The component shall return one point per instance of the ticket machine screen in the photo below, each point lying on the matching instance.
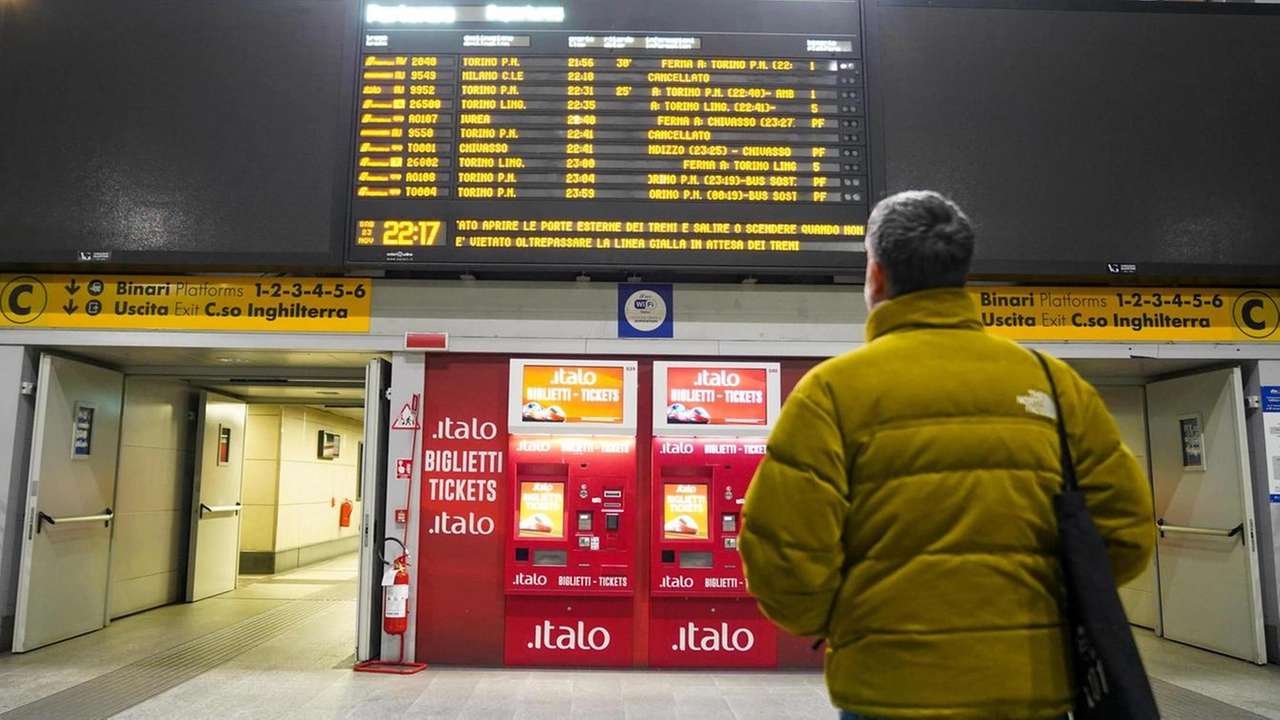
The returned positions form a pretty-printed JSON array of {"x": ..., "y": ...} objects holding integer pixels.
[
  {"x": 542, "y": 510},
  {"x": 685, "y": 511}
]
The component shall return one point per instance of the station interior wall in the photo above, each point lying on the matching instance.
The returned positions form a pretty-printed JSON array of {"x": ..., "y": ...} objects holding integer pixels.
[
  {"x": 1128, "y": 404},
  {"x": 579, "y": 319},
  {"x": 292, "y": 497}
]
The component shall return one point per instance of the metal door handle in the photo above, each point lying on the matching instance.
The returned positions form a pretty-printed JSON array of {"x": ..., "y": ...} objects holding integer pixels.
[
  {"x": 105, "y": 518},
  {"x": 1214, "y": 532}
]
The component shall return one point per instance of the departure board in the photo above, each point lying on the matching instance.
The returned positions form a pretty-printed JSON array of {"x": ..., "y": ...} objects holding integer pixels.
[{"x": 700, "y": 133}]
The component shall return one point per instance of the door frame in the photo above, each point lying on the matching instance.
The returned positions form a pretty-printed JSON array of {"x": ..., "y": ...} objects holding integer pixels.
[
  {"x": 1247, "y": 505},
  {"x": 31, "y": 507},
  {"x": 369, "y": 609}
]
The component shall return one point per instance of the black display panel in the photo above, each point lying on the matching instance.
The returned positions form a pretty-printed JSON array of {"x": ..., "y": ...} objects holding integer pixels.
[
  {"x": 178, "y": 132},
  {"x": 676, "y": 133},
  {"x": 1125, "y": 139}
]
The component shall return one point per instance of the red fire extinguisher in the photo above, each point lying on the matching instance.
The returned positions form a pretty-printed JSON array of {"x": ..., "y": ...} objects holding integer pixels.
[{"x": 396, "y": 600}]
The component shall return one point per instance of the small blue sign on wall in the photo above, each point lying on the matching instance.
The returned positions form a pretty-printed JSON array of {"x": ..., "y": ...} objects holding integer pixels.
[
  {"x": 1271, "y": 399},
  {"x": 645, "y": 310},
  {"x": 82, "y": 431}
]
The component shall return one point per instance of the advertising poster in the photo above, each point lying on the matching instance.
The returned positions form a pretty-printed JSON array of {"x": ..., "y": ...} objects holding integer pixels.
[
  {"x": 563, "y": 393},
  {"x": 82, "y": 432},
  {"x": 542, "y": 510},
  {"x": 1271, "y": 420},
  {"x": 717, "y": 396},
  {"x": 224, "y": 445},
  {"x": 1193, "y": 442},
  {"x": 685, "y": 511}
]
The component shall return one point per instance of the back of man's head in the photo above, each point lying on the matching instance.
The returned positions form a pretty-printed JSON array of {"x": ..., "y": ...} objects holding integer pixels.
[{"x": 920, "y": 240}]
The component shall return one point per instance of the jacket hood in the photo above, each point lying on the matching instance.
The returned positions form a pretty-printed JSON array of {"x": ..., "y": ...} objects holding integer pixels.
[{"x": 942, "y": 308}]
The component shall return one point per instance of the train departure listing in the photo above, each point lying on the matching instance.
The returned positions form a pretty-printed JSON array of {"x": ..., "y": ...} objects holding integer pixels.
[{"x": 470, "y": 142}]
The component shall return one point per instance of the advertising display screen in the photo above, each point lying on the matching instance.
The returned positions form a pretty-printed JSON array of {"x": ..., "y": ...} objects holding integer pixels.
[
  {"x": 685, "y": 511},
  {"x": 673, "y": 133},
  {"x": 700, "y": 396},
  {"x": 572, "y": 395},
  {"x": 542, "y": 510}
]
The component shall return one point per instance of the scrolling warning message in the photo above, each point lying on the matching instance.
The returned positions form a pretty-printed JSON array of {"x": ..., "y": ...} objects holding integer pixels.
[{"x": 720, "y": 133}]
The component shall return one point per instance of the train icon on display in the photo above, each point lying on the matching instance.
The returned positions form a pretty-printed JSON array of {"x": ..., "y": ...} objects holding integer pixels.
[{"x": 677, "y": 413}]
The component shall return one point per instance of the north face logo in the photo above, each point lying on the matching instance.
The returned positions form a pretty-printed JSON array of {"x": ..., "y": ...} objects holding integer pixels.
[{"x": 1038, "y": 404}]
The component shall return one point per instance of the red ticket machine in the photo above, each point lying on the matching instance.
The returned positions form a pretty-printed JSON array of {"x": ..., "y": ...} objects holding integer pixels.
[
  {"x": 570, "y": 565},
  {"x": 700, "y": 611}
]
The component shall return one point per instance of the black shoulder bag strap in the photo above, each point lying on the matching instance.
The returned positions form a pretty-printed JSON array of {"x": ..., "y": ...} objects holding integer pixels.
[
  {"x": 1110, "y": 680},
  {"x": 1069, "y": 481}
]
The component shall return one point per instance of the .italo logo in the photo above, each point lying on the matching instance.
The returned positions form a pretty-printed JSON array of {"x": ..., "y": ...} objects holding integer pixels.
[
  {"x": 570, "y": 637},
  {"x": 572, "y": 377},
  {"x": 714, "y": 639},
  {"x": 472, "y": 428},
  {"x": 720, "y": 378},
  {"x": 677, "y": 449}
]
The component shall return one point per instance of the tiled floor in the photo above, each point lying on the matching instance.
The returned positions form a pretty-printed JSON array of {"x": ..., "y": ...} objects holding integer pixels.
[{"x": 291, "y": 638}]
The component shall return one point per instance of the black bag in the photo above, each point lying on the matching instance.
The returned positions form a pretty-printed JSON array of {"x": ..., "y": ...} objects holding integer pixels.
[{"x": 1111, "y": 683}]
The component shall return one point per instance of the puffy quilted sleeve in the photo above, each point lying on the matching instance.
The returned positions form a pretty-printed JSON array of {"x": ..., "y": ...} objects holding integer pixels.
[
  {"x": 1115, "y": 487},
  {"x": 794, "y": 516}
]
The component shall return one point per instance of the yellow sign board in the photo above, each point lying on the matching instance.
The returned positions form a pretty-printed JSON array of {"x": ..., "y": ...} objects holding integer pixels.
[
  {"x": 174, "y": 302},
  {"x": 1129, "y": 314}
]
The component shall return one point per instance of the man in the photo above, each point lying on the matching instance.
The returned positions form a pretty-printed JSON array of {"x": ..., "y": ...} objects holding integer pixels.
[{"x": 904, "y": 510}]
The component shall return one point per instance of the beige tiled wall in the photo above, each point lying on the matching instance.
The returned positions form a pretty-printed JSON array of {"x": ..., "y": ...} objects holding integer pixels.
[
  {"x": 292, "y": 497},
  {"x": 312, "y": 490},
  {"x": 261, "y": 474},
  {"x": 151, "y": 513}
]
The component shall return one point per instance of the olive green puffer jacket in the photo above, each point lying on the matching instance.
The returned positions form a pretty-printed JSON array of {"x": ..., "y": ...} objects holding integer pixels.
[{"x": 904, "y": 511}]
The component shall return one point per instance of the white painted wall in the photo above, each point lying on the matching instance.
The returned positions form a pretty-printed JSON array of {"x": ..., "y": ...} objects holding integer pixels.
[
  {"x": 149, "y": 551},
  {"x": 292, "y": 497},
  {"x": 1128, "y": 405}
]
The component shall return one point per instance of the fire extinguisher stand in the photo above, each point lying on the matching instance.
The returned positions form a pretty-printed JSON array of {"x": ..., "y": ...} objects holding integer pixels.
[
  {"x": 396, "y": 579},
  {"x": 394, "y": 616}
]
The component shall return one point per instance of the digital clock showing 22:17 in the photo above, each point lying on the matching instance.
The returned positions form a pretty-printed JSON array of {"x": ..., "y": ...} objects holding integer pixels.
[{"x": 318, "y": 290}]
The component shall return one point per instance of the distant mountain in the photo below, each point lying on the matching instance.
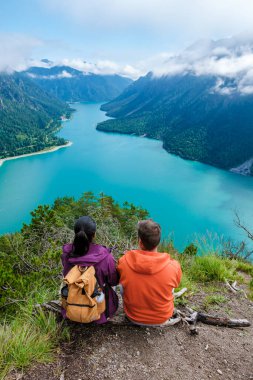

------------------------------------------------------------

The problem. Filter the rows above and copy each line that contains the word "logo", matching case exactly.

Response.
The component shall return one point per instance of the north face logo in the photo above, each point lying on the matching instance.
The component shall return one point per instance of the .italo logo in the photo above, each point lying on the matching instance.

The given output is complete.